*Exercise directions*. Among the entries that follow, the required portion opens with the line containing "Pass this photo to locate to point out the pink" and closes with the line containing "Pass this photo to locate to point out the glass". Give that portion again exactly, and nothing else.

*Saved entries*.
- - - - - - -

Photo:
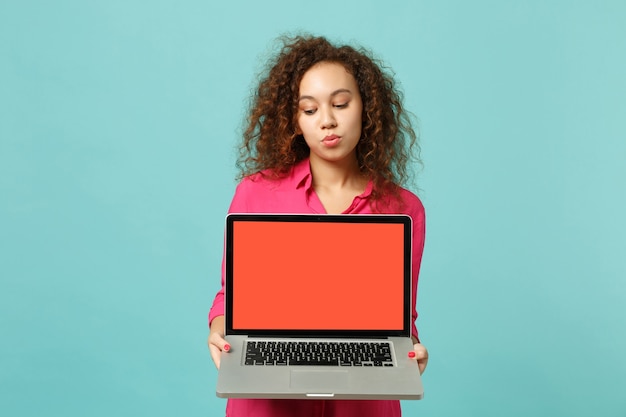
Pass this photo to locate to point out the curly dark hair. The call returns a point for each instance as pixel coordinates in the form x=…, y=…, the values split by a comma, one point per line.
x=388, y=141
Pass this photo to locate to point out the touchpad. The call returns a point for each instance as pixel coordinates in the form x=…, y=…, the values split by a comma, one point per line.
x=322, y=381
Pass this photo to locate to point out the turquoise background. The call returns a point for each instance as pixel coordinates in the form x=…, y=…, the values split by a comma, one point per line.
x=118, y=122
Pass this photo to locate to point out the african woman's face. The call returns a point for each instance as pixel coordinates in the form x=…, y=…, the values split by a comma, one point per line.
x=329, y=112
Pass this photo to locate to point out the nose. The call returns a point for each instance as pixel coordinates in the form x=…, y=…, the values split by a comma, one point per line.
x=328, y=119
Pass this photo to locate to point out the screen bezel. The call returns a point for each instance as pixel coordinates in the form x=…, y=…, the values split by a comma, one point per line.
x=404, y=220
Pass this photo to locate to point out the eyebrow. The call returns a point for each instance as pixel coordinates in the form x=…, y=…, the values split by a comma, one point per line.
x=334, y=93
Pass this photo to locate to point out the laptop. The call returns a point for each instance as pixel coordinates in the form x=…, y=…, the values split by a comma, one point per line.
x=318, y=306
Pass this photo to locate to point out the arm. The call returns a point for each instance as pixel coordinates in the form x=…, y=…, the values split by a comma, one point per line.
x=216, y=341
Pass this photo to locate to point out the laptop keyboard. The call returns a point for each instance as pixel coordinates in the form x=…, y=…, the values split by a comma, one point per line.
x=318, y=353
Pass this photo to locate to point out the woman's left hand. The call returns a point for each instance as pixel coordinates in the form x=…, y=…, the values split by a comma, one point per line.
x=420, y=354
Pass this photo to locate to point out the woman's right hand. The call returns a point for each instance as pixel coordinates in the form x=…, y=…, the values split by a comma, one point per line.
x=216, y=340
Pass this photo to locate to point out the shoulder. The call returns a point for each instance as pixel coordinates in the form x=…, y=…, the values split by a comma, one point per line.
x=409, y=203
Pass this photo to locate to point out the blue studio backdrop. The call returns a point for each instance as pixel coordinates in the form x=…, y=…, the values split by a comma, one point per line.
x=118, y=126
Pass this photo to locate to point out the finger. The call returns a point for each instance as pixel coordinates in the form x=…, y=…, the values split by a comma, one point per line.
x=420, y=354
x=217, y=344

- - - - - - -

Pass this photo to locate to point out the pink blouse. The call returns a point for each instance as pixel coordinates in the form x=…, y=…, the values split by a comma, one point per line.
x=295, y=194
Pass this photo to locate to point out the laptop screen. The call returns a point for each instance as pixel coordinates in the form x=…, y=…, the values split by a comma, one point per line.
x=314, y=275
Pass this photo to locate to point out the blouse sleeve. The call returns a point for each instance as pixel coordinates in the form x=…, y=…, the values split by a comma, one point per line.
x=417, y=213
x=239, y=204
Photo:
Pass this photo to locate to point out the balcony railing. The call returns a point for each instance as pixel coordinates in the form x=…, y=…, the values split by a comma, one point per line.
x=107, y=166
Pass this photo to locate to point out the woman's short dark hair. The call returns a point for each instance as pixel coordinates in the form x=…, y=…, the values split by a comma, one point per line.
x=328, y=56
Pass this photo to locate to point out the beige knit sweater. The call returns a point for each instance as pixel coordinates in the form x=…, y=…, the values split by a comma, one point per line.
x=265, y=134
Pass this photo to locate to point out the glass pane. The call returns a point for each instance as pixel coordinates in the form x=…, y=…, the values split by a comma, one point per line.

- - - - - - -

*Answer for this exercise*.
Pass this photo to locate to point out the pink blouse. The call returns a point for each instance as pixel coordinates in the form x=…, y=…, the values split by a comma, one point per line.
x=295, y=194
Pass this photo to locate to point out the laptop screen. The call returns a point for each instance as pixel coordinates in the form x=…, y=…, the values split by a comma, one point per line.
x=314, y=275
Pass this photo to locate to point out the blouse sleeve. The call returns a point for each instance as pixel coordinates in the form x=…, y=…, the values split by a comma, one point per line.
x=417, y=213
x=239, y=204
Photo:
Pass this photo to locate to point out the balcony railing. The call returns a point for each instance as pixel coordinates in the form x=…, y=…, the values split by a comma, one point per line.
x=107, y=166
Pass this photo to locate to point out the woman's short dark hair. The call returns a point for each instance as pixel coordinates in the form x=…, y=…, the values split by a comma, one point per line.
x=328, y=56
Pass this photo to locate to point out the beige knit sweater. The call returns a point for each instance as pixel coordinates in the form x=…, y=…, the values split by a comma, one point per line.
x=265, y=134
Pass this photo to locate to point out the glass pane. The call returns a point for each instance as pixel coordinates in the form x=…, y=…, the values split by a comma, one point per line.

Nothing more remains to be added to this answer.